* [Document excerpt]
# The Tricking thread!



## Zei (Jun 3, 2011)

Yes, I consider tricking a sport. For those of you wandering what tricking is here's a definition...



Wikipedia said:


> Tricking (short for "martial arts tricking") is the informal name of a relatively new underground alternative sport movement which combines martial arts, gymnastics, and other activities to create an "aesthetic blend of flips, kicks, and twists." Tricking incorporates a variety of moves from different arts, such as flips from gymnastics, 540 kick from Taekwondo, butterfly twist from Wushu and double leg from Capoeira. Tricking is recognizable by its flashy kicks, complex flips and twists, and its highly stylized movements which separate it from other arts. An individual who practises tricking is typically referred to as a "trickster" or "tricker".



Now, for some videos, because that's the best way to describe it:






I myself am a relatively new tricker (only about 9 months) but it's amazing fun. Now watch and discuss!


----------



## Randy (Jun 3, 2011)

Reminds me a lot of straight Capoeira. Cool shit. I can do more flipping/acrobatic maneuvers than the average Joe but I've never had the level of athleticism or coordination to pull off this kinda stuff.


----------



## Zei (Jun 3, 2011)

Randy said:


> Reminds me a lot of straight Capoeira. Cool shit. I can do more flipping/acrobatic maneuvers than the average Joe but I've never had the level of athleticism or coordination to pull off this kinda stuff.



Yeah, there are a lot of moves pulled straight from Capoeira (like the Raiz or Gumbi as well as some others... I don't know the Portuguese names haha ). It just takes a lot of practice. The guy in the first vid, Vellu, has only been doing it 6-7 years now and he's already better than those that have been doing it twice as long.


----------



## jeremyb (Jun 3, 2011)

It's impressive but it's more modern dance than martial art, it certainly wouldn't be effective as the latter!


----------



## Zei (Jun 3, 2011)

jeremyb said:


> It's impressive but it's more modern dance than martial art, it certainly wouldn't be effective as the latter!



Oh yeah, I would NEVER use this stuff in a fight unless the guy telegraphed like a mofo. And I don't know anyone that would


----------



## Stealthdjentstic (Jun 3, 2011)

Randy said:


> Reminds me a lot of straight Capoeira. Cool shit. I can do more flipping/acrobatic maneuvers than the average Joe but I've never had the level of athleticism or coordination to pull off this kinda stuff.



This was my first thought too. This kind of stuff is sick!


----------



## Solodini (Jun 8, 2011)

Reminds me of Tekken


----------



## Thrashmanzac (Jun 8, 2011)

Solodini said:


> Reminds me of Tekken



beat me to it


----------



## niffnoff (Jun 8, 2011)

...Reminds me of some kind of ninja shit, just expecting a backflip into some shadows... then from nowhere boot to the head.

This is pretty amazing to looking at the videos.


----------

* [Data records]
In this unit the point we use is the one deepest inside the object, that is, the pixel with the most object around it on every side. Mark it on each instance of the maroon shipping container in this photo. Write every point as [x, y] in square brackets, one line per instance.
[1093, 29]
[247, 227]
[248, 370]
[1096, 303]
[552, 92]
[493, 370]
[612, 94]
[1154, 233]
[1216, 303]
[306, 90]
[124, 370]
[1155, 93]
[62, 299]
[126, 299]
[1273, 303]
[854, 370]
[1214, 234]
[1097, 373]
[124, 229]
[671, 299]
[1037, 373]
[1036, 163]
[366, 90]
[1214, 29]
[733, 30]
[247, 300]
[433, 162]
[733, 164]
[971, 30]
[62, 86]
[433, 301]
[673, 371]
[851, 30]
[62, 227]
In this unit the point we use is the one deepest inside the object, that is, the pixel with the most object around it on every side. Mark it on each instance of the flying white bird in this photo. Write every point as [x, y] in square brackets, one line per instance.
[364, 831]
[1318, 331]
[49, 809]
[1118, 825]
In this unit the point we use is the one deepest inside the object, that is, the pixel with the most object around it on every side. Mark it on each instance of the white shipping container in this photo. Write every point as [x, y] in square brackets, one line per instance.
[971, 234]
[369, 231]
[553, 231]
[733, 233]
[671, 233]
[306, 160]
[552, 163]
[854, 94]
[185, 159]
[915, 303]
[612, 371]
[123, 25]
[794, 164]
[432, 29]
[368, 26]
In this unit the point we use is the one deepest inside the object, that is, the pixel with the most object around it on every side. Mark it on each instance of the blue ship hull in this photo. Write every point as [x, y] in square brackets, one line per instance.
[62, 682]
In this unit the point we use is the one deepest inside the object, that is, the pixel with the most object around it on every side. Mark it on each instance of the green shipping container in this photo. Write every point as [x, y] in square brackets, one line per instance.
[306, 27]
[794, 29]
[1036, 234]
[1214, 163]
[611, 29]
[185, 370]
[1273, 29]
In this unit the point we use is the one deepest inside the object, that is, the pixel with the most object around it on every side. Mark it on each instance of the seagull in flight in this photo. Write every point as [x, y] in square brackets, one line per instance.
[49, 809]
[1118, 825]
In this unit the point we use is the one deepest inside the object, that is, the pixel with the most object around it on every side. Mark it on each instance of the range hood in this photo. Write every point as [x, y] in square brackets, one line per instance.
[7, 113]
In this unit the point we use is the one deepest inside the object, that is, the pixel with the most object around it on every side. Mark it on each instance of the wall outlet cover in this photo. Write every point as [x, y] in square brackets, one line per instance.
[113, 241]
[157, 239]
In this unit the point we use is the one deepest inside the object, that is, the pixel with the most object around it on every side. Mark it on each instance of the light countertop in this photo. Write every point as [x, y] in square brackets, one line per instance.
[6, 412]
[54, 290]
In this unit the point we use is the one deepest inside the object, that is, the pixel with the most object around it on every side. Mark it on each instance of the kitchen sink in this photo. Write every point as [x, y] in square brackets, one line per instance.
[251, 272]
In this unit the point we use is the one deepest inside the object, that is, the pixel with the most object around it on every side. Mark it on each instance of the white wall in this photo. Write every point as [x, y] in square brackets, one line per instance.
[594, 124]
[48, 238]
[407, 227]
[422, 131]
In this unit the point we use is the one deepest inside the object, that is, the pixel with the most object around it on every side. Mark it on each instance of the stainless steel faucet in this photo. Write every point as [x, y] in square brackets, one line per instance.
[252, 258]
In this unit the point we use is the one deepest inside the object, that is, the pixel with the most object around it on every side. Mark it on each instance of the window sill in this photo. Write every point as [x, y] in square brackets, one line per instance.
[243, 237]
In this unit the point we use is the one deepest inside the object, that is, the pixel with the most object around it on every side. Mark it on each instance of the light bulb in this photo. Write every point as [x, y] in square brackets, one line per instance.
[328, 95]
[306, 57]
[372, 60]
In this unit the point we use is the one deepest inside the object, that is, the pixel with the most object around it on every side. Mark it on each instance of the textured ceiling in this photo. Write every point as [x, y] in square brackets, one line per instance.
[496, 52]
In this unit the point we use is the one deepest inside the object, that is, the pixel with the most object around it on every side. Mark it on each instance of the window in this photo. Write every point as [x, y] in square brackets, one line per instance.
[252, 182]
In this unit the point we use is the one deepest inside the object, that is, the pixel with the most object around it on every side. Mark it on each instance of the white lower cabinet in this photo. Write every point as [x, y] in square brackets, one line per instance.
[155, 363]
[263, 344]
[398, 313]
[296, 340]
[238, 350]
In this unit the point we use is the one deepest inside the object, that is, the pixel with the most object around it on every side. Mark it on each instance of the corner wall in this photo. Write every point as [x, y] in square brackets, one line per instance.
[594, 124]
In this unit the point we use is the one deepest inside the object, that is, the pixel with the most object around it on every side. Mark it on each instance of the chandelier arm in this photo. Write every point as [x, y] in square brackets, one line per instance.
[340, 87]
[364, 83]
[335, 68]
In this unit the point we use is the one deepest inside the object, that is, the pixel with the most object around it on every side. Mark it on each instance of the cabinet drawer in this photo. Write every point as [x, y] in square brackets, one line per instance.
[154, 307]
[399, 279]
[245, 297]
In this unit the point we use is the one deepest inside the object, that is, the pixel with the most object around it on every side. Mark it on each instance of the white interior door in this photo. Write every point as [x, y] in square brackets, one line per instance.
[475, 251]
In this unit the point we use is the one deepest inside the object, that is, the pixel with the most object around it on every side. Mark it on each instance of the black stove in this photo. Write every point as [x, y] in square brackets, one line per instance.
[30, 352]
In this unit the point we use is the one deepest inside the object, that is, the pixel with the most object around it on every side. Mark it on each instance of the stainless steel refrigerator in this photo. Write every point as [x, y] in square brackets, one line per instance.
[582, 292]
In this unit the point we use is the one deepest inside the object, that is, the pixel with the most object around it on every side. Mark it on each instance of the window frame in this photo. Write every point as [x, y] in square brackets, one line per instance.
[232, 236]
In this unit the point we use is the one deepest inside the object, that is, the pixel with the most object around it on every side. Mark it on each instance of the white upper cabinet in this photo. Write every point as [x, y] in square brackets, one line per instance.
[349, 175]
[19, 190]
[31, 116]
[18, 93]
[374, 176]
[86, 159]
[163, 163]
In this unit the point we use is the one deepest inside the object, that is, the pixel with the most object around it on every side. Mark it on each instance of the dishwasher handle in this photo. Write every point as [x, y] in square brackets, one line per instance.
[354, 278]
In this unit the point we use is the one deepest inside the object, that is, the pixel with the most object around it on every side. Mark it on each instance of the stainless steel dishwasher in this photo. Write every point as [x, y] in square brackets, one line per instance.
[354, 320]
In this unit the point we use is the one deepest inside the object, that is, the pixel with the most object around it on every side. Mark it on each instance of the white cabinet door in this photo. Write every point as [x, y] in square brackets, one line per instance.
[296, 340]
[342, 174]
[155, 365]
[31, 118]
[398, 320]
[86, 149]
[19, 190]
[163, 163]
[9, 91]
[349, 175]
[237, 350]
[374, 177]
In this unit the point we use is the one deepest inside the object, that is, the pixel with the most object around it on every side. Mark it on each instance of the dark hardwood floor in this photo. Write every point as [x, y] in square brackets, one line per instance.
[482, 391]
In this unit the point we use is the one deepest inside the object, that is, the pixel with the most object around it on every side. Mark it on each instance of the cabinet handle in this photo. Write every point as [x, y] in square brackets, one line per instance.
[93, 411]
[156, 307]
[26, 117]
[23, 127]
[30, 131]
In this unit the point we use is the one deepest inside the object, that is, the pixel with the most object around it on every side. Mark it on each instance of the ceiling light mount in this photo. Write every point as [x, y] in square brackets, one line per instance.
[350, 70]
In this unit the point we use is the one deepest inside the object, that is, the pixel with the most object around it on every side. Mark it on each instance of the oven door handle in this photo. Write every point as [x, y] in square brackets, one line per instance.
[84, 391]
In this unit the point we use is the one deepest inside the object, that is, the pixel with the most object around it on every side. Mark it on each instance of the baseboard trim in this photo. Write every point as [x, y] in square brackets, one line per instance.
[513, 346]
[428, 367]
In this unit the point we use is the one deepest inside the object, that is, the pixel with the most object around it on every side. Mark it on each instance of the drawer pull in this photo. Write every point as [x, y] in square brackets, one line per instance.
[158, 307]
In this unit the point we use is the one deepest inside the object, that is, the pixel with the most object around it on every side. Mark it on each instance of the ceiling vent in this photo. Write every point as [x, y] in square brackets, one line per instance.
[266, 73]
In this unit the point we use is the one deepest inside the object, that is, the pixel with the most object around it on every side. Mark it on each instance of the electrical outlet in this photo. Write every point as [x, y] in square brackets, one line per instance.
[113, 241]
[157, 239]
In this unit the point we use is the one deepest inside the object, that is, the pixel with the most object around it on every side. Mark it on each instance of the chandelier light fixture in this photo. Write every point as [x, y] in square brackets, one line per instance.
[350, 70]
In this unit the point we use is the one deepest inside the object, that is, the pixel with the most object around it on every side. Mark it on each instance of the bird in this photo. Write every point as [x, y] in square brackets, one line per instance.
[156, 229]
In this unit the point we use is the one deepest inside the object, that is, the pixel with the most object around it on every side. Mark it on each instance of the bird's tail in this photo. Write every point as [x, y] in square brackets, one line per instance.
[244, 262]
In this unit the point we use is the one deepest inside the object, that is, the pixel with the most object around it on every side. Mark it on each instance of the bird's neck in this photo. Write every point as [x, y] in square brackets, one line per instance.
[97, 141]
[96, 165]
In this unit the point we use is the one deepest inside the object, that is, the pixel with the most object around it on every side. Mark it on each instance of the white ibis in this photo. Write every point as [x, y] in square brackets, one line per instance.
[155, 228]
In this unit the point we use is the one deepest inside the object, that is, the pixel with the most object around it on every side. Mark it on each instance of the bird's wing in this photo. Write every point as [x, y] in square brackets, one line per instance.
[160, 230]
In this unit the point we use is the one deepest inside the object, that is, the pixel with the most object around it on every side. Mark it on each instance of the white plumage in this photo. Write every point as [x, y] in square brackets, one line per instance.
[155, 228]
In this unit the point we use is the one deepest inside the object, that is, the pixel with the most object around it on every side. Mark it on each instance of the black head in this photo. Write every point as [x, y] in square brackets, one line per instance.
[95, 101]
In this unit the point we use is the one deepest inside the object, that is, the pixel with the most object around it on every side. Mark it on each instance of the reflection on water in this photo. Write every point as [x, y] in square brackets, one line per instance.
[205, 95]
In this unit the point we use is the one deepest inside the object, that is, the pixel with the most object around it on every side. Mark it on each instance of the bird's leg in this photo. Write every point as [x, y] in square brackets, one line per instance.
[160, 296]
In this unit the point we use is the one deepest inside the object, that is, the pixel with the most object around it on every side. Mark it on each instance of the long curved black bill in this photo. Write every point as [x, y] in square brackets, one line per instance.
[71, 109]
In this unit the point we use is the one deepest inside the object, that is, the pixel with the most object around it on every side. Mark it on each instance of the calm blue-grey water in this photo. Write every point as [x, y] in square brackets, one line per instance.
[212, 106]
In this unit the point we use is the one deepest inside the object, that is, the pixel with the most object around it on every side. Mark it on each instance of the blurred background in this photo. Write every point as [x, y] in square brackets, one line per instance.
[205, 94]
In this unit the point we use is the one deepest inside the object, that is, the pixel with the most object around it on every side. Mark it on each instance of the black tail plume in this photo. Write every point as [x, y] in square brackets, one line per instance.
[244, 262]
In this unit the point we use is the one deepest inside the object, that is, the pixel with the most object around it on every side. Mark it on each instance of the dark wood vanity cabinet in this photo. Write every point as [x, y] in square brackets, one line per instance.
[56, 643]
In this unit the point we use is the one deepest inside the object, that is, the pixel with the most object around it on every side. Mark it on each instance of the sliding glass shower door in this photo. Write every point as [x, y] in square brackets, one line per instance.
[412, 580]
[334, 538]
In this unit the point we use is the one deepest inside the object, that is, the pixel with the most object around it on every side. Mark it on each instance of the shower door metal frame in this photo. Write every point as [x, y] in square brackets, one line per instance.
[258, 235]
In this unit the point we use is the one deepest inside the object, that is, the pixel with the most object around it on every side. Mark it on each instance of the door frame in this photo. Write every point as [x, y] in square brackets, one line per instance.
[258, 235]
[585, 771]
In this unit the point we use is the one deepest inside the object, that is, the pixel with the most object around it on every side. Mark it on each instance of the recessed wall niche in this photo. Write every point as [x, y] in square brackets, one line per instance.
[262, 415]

* [Exercises to complete]
A. Using the tricking thread, decide whether each statement agrees with it: (i) the quoted definition credits Taekwondo as the source of the 540 kick; (ii) Zei has been tricking for about two years; (iii) Zei would use tricking moves in a fight. For each, answer yes or no and quote the deciding words.
B. Repeat the passage of the tricking thread from "Yeah, there are" to "twice as long." word for word.

* [Answer list]
A.
(i) Yes: "540 kick from Taekwondo"
(ii) No: "I myself am a relatively new tricker (only about 9 months)"
(iii) No: "Oh yeah, I would NEVER use this stuff in a fight unless the guy telegraphed like a mofo."

B.
Yeah, there are a lot of moves pulled straight from Capoeira (like the Raiz or Gumbi as well as some others... I don't know the Portuguese names haha ). It just takes a lot of practice. The guy in the first vid, Vellu, has only been doing it 6-7 years now and he's already better than those that have been doing it twice as long.